Exercise aim:
Make a verbatim copy of the entries below; pictures stay out.

Source data:
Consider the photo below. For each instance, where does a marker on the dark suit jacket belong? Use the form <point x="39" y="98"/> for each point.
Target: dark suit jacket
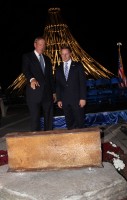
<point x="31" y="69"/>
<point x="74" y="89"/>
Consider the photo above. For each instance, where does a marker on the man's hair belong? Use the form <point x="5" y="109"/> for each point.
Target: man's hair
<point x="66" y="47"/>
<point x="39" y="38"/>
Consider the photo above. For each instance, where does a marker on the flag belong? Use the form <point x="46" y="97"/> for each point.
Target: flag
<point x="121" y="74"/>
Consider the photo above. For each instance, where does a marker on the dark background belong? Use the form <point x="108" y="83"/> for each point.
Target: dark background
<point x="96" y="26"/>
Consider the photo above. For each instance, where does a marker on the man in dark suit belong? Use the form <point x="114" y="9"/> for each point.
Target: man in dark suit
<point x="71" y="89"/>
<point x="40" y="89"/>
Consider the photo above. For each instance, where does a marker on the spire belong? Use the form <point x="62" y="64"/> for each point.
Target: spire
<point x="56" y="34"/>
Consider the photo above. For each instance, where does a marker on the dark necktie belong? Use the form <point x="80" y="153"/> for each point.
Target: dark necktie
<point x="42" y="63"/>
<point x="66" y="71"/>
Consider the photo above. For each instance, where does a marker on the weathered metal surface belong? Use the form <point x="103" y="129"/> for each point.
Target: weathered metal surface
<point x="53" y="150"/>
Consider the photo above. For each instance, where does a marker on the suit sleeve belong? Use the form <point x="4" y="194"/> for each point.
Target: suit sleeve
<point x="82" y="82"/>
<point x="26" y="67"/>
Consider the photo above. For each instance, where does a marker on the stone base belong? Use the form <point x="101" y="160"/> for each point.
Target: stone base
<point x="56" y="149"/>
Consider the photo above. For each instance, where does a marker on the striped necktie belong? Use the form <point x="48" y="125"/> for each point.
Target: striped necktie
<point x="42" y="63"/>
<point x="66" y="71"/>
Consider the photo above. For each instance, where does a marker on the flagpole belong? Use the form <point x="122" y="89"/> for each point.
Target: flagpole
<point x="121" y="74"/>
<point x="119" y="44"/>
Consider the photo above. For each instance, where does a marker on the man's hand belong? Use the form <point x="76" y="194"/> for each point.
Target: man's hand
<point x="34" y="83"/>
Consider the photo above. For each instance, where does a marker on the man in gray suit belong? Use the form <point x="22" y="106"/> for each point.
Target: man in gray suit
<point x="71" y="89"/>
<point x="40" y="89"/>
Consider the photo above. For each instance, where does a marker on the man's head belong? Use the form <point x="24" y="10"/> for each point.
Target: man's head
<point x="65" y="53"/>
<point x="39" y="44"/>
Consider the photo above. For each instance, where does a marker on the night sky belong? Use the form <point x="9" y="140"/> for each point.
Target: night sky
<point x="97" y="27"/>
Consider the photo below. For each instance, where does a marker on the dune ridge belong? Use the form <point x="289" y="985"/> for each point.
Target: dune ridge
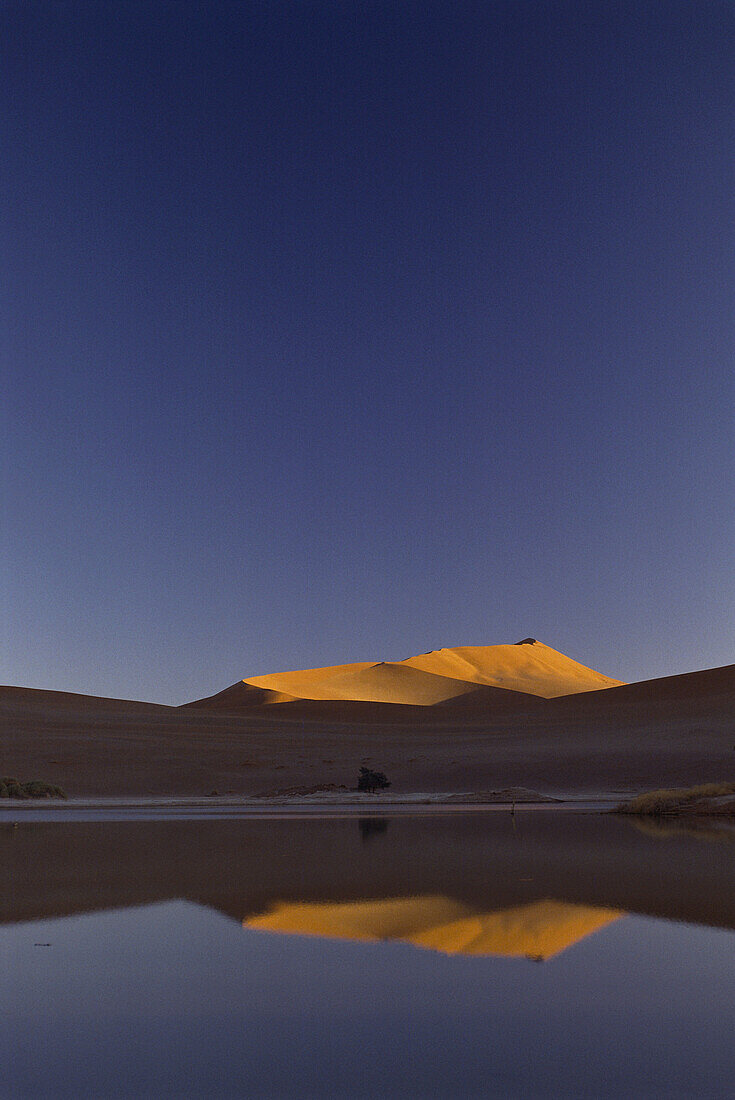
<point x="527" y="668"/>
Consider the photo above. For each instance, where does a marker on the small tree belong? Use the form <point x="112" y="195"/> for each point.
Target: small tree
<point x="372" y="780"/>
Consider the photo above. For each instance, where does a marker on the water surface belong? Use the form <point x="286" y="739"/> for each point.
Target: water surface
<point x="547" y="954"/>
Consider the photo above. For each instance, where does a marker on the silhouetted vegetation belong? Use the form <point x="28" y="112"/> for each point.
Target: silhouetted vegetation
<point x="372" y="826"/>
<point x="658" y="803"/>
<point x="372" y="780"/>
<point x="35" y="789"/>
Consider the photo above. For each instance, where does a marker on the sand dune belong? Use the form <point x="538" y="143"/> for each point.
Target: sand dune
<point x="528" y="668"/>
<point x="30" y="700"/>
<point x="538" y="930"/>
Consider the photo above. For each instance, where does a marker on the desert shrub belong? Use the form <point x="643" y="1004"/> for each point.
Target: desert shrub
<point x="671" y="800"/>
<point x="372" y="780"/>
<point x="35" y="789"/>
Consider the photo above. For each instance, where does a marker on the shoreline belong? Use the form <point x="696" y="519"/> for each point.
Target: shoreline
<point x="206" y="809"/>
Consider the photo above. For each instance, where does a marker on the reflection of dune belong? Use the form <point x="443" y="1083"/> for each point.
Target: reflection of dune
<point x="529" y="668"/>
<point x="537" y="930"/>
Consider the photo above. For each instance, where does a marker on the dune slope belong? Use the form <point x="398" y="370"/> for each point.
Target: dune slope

Worked answer:
Consider the photo below. For each instance, where does a marker on the dark suit jacket belong? Use the form <point x="39" y="98"/> for each point.
Target: dark suit jacket
<point x="31" y="69"/>
<point x="74" y="89"/>
Consider the photo above. For each instance, where does a marker on the man's hair belong? Use the form <point x="5" y="109"/> for each point.
Target: man's hair
<point x="66" y="47"/>
<point x="39" y="38"/>
Consider the photo above. For each instance, where does a marker on the flag belong? Use the form <point x="46" y="97"/> for each point.
Target: flag
<point x="121" y="74"/>
Consider the photo above. For each instance, where does a marker on the dark background belong? Use the form <point x="108" y="83"/> for each point.
Target: dark background
<point x="96" y="26"/>
Consider the photo above. For each instance, where does a marker on the man in dark suit belong? Use the form <point x="114" y="9"/> for each point.
Target: man in dark suit
<point x="71" y="89"/>
<point x="40" y="89"/>
Consider the photo above. For each instance, where does a marker on the spire belong? Use the form <point x="62" y="64"/> for each point.
Target: spire
<point x="56" y="34"/>
Consider the photo above. For each instance, where does a marker on the dark necktie belong? Use the form <point x="80" y="153"/> for each point.
Target: dark necktie
<point x="42" y="63"/>
<point x="66" y="71"/>
Consider the photo above. For each instance, where does a marker on the weathered metal surface belong? Use the form <point x="103" y="129"/> for each point.
Target: weathered metal surface
<point x="53" y="150"/>
Consider the photo above. For each instance, where does a marker on the suit sleeve belong? Use the form <point x="4" y="194"/> for each point.
Target: suit sleeve
<point x="82" y="82"/>
<point x="26" y="67"/>
Consider the photo above. For each instance, where does a marker on the stone base belong? Use the form <point x="101" y="160"/> for each point.
Target: stone base
<point x="56" y="149"/>
Consider the photo above. For each instance, where does a marker on the striped necktie belong? Use the form <point x="48" y="125"/> for each point.
Target: striped necktie
<point x="42" y="63"/>
<point x="66" y="71"/>
Consider the photo above. For each instance, where does a marker on the flagpole belong? Use the form <point x="122" y="89"/> for each point.
Target: flagpole
<point x="121" y="74"/>
<point x="119" y="44"/>
Consider the photo above. For each instance, where does a marker on the man's hand belong? Use the form <point x="76" y="194"/> for each point.
Target: man's hand
<point x="34" y="83"/>
Consider the photo above. For each instance, where does a marker on the man in gray suit belong? Use the form <point x="22" y="106"/> for each point.
Target: man in gray suit
<point x="71" y="89"/>
<point x="40" y="89"/>
Consider the photo above. For each instance, where does a marker on the man's head belong? Use the form <point x="24" y="10"/> for each point.
Target: man's head
<point x="65" y="53"/>
<point x="39" y="44"/>
Consider the photo above. For each instance, where does a marker on the night sky belong? Use the form <point x="9" y="140"/> for each point.
Target: night sky
<point x="97" y="27"/>
Consider the photo below. For each instance, where does a marker on the dune ridge belong? Use the form <point x="289" y="985"/> for each point.
Target: dune ridge
<point x="527" y="668"/>
Consider the photo above. For each instance, where does a marker on the small tree belong? Use the form <point x="112" y="195"/> for each point.
Target: small tree
<point x="372" y="780"/>
Consider the photo above. For each instance, where does a marker on the water surface belong? Use the form <point x="286" y="739"/> for each point.
Target: water surface
<point x="547" y="954"/>
Consider the photo above. For each instance, where does a marker on the silhouetted vegetation belong? Use the form <point x="28" y="112"/> for each point.
Target: silhouetted vegetation
<point x="372" y="826"/>
<point x="658" y="803"/>
<point x="372" y="780"/>
<point x="35" y="789"/>
Consider the photo above. For each instance, where does a marker on the sand dune belong? Use the form <point x="538" y="143"/> for each point.
Target: sand dune
<point x="528" y="668"/>
<point x="30" y="700"/>
<point x="538" y="930"/>
Consider the photo above. For each instance, where does a marker on the desert shrub belong? Use the form <point x="643" y="1004"/> for each point.
Target: desert shrub
<point x="671" y="800"/>
<point x="372" y="780"/>
<point x="35" y="789"/>
Consider the photo above. For each instance, where does a marker on the shoreline belong? Use the form <point x="696" y="519"/> for each point.
Target: shoreline
<point x="206" y="809"/>
Consider the photo above. For each instance, where does a marker on the reflection of dune belong? Use the form <point x="443" y="1083"/> for each point.
Target: reflection of dune
<point x="529" y="668"/>
<point x="537" y="930"/>
Consider the photo above. For each instance, where does a marker on the dune slope belong? Use the form <point x="398" y="370"/> for each point.
Target: dune slope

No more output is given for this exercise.